* Rows from a pointing dataset *
= = = = = = =

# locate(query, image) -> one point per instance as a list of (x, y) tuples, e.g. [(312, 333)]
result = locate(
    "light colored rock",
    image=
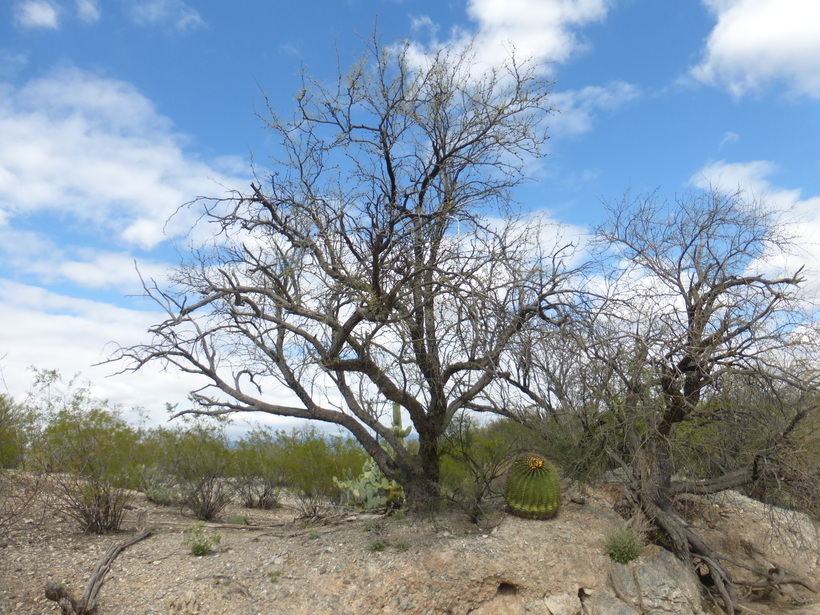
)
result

= = = = = = =

* Stated task *
Transcribe the material exactly, leaving every picture out.

* Exercise response *
# locate(query, image) -> one point per instance as a list of (x, y) tuples, e.g. [(312, 333)]
result = locate(
    "light colored rock",
    image=
)
result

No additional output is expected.